• **The request**
Pull out every line in the records below that contains the word "netting".

• **Data in this exercise**
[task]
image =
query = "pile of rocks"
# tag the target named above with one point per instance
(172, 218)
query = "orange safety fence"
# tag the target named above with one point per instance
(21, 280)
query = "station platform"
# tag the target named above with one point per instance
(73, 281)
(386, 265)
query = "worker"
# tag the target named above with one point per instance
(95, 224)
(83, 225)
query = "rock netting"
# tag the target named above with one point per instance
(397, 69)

* * *

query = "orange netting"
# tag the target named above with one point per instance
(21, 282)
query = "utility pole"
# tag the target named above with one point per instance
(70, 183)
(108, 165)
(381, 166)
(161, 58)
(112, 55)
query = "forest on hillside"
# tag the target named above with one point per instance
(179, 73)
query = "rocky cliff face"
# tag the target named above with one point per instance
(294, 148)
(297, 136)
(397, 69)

• **Result**
query = "rock netting"
query = "orange netting"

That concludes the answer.